Yapılacak işler:
• 1. Arılar ve Piç Kadri üzerine yazıda Kadri'ye bütün bildiklerini öğreten kişi kimdir?
• 2. Arılar ve Piç Kadri üzerine yazının "Daha önceki perişan" sözleriyle başlayıp "Piç Kadri var." sözlerine kadar devam eden bölümünü aynen yazın.
• 3. Arılar ve Piç Kadri üzerine yazıyı kaldığı yerden sürdürün.

Metin bölümü:
____
Şehirde oturup gerizekalı olan varsa ayıp.

“Arılar kadar olamadınız” demek bize düşer.

Sebebi mi?

İşte haber;

“Şehirlerde yaşayan arıların kırsal kesimlerde yaşayan arılara göre daha zeki olduğu meydana çıktı…”

.

Arıların ve diğer böceklerin, minyatür beyinleri nedeniyle uzun süredir en temel öğrenme türlerine sahip olduklarının düşünüldüğü ancak son araştırmalar arıların, araçların kullanımını ve sosyal öğrenmeyi içeren düşünme becerilerine sahip olduklarını göstermiş.

Ayrıca vücut boyutlarına göre daha büyük beyinlere sahip türlerin zihinsel kapasitelerinin arttığına dair kanıtlar bulunduğuna da dikkat çekildi.

.

Şimdi.

Şehirde yaşarken yolunuzun kesiştiği bir arıyı öldürmeyin.

Zira hem sosyal, hem zihinsel yönden sizden üstün olabilir…

 

AYI RÜSTEM

Akşam haberlerde seyrediyoruz.

İnsanlar kısa sürede köşeyi dönüyorlar.

Daha önceki perişan halleri yayınlanan kişiler, magazin programlarında saçlarına para takmış şekilde gösteriliyor.

.

Nasıl oluyor, nasıl yapıyorlar anladımsa Arap olayım.

.

Bizim kahveye gelen Piç Kadri var.

İşi gücü üçkağıtçılık, dalavere.

Birkaç defa kodese girmişliği var.

Bizim mahallenin çocuğu ama.

.

Küçük yaşta babasını kaybedince annesi kahvecilik yapan dayısının yanına vermiş çalışsın diye.

Ele avuca sığmayan Kadri, sürekli kahveden kaçıp top oynamaya gittikçe dayısından yemiş sopayı.

“Sopa yiye yiye beynim buruştu” diyor.

Sonrasında sürekli dayısının kahvesine gelen o devrin en büyük üçkağıtçısı Fırlama Ferit ile tanışmış.

Ferit bunu yanına çırak almış.

Bütün bildiklerini öğretmiş bu Kadri’ye.

“Mahallende çalışmayacaksın. Onlar bizim ailemiz” diye tembih etmiş ve “Üçkağıtçılığın kırmızı çizgisi budur” demiş kendisine.

.

O günden bu yana bizim mahalle haricinde ava çıkan Piç Kadri, başlamış dışarılarda ördek avlamaya.

Bulduğu sazanları yolmaya.

.

Ona sordum bu foncuları.

“Nasıl yapıyorlar?” diye.

Kolay ağabey, “Sazan sarmalı metodu ile yolmuşlar milleti” dedi.

“Nasıl oluyor hele bir anlat” diye sordum.

-“Başkasının malını başkasına, kendi malıymış gibi satmak…”

.

-“Kadri ağabey sen benimle dalga mı geçiyorsun. Anlattığından zerre kadar bir şey anlamadım. Hele şunu detaylı bir anlatıver, ölür müsün?”
____
Verilen malzeme:
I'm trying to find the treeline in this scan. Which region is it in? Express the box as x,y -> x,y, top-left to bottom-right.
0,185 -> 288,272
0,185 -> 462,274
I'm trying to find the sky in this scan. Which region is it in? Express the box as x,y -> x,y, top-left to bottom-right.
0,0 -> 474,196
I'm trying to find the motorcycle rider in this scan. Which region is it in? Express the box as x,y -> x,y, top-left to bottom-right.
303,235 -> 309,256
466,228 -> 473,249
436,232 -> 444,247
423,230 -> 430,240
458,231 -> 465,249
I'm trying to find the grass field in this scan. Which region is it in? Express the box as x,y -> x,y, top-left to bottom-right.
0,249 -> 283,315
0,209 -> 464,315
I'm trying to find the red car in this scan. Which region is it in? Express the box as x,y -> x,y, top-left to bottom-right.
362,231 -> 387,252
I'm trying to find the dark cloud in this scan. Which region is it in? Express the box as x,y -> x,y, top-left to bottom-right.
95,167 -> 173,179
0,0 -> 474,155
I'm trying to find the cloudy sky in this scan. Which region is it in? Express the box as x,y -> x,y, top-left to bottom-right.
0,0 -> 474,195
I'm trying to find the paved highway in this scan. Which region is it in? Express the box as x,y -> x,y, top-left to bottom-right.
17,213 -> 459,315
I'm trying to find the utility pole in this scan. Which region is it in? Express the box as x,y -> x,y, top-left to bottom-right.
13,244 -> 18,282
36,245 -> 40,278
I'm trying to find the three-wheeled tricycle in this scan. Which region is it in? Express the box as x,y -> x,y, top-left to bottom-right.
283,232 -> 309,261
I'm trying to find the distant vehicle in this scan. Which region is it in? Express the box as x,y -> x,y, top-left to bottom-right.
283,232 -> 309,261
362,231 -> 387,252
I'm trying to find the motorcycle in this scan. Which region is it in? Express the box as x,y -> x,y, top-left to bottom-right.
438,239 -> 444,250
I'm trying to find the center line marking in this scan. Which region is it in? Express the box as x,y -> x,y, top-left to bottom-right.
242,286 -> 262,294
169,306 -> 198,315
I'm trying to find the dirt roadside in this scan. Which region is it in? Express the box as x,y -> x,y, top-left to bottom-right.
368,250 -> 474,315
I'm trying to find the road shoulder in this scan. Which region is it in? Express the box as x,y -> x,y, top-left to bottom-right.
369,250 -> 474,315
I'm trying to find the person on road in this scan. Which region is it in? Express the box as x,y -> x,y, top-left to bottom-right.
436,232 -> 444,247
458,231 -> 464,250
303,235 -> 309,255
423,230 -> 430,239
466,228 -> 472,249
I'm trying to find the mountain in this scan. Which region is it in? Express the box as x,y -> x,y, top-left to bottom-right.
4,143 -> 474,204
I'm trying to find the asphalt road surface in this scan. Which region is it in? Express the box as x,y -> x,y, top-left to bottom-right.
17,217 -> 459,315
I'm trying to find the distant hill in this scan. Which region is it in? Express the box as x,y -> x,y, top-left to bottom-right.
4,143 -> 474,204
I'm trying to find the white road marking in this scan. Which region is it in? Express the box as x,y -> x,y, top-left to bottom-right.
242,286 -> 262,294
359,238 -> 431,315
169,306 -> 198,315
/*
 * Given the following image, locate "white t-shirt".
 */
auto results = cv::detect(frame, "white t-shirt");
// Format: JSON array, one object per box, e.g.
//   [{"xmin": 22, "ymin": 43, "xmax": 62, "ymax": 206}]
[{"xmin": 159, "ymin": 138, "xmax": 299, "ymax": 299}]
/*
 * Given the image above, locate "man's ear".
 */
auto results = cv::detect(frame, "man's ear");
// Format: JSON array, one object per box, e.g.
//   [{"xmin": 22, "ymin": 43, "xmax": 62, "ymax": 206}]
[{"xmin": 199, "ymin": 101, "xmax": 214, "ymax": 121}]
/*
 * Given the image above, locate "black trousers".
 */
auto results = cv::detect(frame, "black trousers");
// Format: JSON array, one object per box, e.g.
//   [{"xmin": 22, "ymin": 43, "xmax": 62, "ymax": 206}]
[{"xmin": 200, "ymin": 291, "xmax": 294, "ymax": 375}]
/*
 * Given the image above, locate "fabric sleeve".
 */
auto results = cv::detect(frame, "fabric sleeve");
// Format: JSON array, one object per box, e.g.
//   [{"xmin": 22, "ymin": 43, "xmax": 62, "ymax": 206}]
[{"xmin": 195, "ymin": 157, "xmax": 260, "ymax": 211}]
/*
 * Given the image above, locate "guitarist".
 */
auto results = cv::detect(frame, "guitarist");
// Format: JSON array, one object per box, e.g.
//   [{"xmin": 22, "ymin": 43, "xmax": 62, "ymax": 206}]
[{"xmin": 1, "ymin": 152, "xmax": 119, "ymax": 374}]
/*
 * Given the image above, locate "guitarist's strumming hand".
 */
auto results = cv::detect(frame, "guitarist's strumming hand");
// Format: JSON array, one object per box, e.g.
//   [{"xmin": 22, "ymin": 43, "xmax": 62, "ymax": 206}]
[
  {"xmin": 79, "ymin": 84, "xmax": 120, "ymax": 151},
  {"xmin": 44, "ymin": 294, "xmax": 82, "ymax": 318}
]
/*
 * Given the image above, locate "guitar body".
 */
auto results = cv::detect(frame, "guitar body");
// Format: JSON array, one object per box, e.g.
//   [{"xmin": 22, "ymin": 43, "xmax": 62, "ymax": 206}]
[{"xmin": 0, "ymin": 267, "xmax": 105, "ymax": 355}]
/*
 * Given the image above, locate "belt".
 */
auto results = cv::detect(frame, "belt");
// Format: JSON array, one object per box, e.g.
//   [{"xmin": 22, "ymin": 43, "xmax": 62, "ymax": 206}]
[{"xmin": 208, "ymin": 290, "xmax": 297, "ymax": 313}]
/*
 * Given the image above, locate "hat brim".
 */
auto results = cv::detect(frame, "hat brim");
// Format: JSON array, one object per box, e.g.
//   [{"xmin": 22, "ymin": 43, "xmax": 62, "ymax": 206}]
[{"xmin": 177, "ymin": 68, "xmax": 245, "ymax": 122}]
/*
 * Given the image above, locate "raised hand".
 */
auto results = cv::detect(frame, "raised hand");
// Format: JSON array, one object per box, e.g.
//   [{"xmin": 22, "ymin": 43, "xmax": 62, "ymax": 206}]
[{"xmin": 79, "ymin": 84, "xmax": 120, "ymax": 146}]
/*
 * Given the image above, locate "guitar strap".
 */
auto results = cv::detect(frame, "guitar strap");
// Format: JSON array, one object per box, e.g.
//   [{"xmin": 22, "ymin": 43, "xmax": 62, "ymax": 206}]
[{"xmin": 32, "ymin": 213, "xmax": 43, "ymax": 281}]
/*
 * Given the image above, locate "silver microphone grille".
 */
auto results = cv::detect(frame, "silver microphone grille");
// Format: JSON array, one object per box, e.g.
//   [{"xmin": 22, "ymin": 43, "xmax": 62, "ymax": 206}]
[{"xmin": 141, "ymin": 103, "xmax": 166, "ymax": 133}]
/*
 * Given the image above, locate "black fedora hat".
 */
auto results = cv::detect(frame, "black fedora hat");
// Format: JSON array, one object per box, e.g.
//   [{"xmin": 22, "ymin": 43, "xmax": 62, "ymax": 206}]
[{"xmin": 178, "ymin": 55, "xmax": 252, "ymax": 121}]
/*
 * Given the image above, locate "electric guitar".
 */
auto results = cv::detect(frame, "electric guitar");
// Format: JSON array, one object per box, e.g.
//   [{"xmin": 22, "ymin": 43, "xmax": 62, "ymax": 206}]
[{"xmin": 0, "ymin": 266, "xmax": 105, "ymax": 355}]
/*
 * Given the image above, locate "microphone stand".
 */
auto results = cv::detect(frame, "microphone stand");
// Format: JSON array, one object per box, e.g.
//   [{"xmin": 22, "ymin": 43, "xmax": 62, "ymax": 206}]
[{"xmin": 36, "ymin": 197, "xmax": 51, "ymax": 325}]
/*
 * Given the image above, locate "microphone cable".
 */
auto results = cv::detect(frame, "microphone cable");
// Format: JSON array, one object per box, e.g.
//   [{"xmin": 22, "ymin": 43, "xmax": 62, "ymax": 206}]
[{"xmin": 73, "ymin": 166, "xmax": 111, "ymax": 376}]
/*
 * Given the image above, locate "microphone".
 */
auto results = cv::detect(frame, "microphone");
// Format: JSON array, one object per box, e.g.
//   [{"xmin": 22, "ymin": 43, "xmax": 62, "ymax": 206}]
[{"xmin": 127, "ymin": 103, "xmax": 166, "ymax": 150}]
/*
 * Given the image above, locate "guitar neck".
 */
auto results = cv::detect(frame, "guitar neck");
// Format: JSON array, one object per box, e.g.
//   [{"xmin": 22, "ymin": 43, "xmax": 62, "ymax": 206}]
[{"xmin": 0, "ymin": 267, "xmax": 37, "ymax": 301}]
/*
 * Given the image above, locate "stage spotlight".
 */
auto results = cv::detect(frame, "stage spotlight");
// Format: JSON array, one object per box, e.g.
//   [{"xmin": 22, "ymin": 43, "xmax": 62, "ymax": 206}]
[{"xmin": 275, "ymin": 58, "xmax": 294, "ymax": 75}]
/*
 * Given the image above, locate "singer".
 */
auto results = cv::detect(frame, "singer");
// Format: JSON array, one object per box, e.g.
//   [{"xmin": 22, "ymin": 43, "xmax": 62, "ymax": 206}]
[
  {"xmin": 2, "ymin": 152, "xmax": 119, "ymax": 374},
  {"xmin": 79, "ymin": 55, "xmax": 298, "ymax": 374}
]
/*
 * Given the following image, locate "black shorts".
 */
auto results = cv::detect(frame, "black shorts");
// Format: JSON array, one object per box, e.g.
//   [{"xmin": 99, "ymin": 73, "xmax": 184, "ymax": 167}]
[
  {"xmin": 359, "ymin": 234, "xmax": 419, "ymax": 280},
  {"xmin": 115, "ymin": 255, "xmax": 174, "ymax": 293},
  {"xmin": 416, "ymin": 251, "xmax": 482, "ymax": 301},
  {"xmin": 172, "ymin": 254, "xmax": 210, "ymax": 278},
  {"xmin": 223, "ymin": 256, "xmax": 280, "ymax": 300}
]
____
Görevlere göre yanıtlar:
• 1. Fırlama Ferit.

• 2.
Daha önceki perişan halleri yayınlanan kişiler, magazin programlarında saçlarına para takmış şekilde gösteriliyor.

.

Nasıl oluyor, nasıl yapıyorlar anladımsa Arap olayım.

.

Bizim kahveye gelen Piç Kadri var.

• 3.
-“Tamam lan tamam. Aç kulağını da iyi dinle şimdi beni, işlem şöyle oluyor:

Çete üyeleri gözüne kestirdikleri bir tüccarı (1. Adam) ‘Elimizde ihale fazlası mal var. Çok düşük fiyatla satmak istiyoruz, ilgilenir misiniz?’ diye yemliyorlar.

.

Aradıkları adam ‘Tamam olur’ derse ‘Bizden haber bekleyin’ diyorlar.

İkinci etap olarak o malı gerçekten satan adam bulunup (2. Adam) sipariş veriliyor.

.

2. Adam sipariş edilen malı hazırlayıp ‘Gelin şu depodan alın’ dediğinde hemen 1. Adam aranıp ‘Malınız hazır gelip şu depodan alın’ mesajı gönderilip araba plakası ve şoförün ismi öğreniliyor.

.

Aynı anda 2. Adamı arayan çete, malı alacak şoförün ismi ve arabanın plakası kendisine veriyor.

.

Bu arada çete bir kuyumcu buluyor.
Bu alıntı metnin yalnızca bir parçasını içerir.